インフルエンザの漢方治療について

 気候がだんだん温かくなるにつれて、インフルエンザはまだ勢いがあるとはいえ、少しずつ収束の方向が見えてきました。

 そんな中で、インフルエンザの治療に麻黄湯が持てはやされていますね。

 麻黄湯は確かに、インフルエンザのような強い邪気を払うのに有効な処方です。しかし体内の全ての気を動員して邪気の攻撃を防ぐので、だんだん自分の体の守りがおろそかになっていきます。サッカーでキーパーも攻撃にでていくようなイメージですね。

 ここでよく考えてみて下さい

 インフルエンザウイルスが減少してきたときに、咽頭炎がひどくなったり、引き続いて生じる副鼻腔炎や気管支炎がひどくなったときに、体を守る免役力が残っているのでしょうか?

 上手く邪気が払われて、症状が治まった時には良いのです。そういうことが多いでしょう。しかしそうならなかったときに、もう少し体を守りながら注意深く攻めるべきだったと後悔しないかと心配になります。

 そこで私は葛根湯を使うことをお勧めします。診察の中でも私は葛根湯を中心に使います。麻黄湯よりもいくらか守りの内容が含まれていることと、葛根はコリを取ってくれるので、インフルエンザのときのこわばりに効果的だからです。

 葛根湯は効果を高めるために、お湯で飲むようにしましょう。

++++++

== 取り組む作業 ==
• A. インフルエンザの漢方治療に関する文書のうち、「そこで私は葛根湯を」で始まる段落を、主な内容を残して箇条書きに短くまとめてください。
• B. インフルエンザの漢方治療に関する文書から、「麻黄湯は確かに、インフルエン」から「こわばりに効果的だからです。」までを、両端の語句も含めて一字一句変えずに書き写してください。
この後に続く項目は、この文書とは別個の資料です。

== 演習データ ==
++++++

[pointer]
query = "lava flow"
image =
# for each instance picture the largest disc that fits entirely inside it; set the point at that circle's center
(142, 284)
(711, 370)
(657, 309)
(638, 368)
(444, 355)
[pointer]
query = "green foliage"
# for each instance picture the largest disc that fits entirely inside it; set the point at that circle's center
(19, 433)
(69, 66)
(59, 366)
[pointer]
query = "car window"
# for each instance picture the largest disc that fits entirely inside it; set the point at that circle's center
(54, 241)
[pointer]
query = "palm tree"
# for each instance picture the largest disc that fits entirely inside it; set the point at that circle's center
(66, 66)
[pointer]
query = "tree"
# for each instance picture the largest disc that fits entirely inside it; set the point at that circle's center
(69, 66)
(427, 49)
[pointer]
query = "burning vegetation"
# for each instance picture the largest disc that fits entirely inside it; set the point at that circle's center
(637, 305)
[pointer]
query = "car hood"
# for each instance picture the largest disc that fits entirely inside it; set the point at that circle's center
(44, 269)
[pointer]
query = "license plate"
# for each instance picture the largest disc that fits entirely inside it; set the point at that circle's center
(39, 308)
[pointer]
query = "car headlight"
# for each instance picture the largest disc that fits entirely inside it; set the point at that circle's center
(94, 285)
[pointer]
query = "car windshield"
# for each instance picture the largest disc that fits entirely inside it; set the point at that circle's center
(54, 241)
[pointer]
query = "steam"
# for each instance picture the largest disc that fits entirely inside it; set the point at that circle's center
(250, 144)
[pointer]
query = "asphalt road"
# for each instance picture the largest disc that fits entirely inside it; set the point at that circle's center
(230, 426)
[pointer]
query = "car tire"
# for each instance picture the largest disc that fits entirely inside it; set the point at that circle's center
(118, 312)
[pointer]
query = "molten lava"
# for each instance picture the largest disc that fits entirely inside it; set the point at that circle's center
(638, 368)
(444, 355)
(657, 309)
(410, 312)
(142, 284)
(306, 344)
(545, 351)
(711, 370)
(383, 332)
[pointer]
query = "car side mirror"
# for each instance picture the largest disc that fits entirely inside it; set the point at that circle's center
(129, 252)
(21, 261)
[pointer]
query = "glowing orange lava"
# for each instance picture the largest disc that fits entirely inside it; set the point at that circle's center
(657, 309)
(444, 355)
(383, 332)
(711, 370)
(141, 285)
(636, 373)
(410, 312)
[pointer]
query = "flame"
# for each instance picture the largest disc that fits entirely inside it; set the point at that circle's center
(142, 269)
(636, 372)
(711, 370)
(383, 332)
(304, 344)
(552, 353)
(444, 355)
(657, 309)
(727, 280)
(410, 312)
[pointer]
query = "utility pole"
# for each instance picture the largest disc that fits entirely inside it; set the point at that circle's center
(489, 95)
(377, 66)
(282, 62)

++++++

== 出力一覧 ==
• A.
- 葛根湯の使用を勧めている。
- 診察でも葛根湯を中心に使っている。
- 理由の一つは、麻黄湯よりも守りの内容がいくらか含まれていること。
- もう一つの理由は、葛根がコリを取るため、インフルエンザのときのこわばりに効果的であること。

• B.
麻黄湯は確かに、インフルエンザのような強い邪気を払うのに有効な処方です。しかし体内の全ての気を動員して邪気の攻撃を防ぐので、だんだん自分の体の守りがおろそかになっていきます。サッカーでキーパーも攻撃にでていくようなイメージですね。

 ここでよく考えてみて下さい

 インフルエンザウイルスが減少してきたときに、咽頭炎がひどくなったり、引き続いて生じる副鼻腔炎や気管支炎がひどくなったときに、体を守る免役力が残っているのでしょうか?

 上手く邪気が払われて、症状が治まった時には良いのです。そういうことが多いでしょう。しかしそうならなかったときに、もう少し体を守りながら注意深く攻めるべきだったと後悔しないかと心配になります。

 そこで私は葛根湯を使うことをお勧めします。診察の中でも私は葛根湯を中心に使います。麻黄湯よりもいくらか守りの内容が含まれていることと、葛根はコリを取ってくれるので、インフルエンザのときのこわばりに効果的だからです。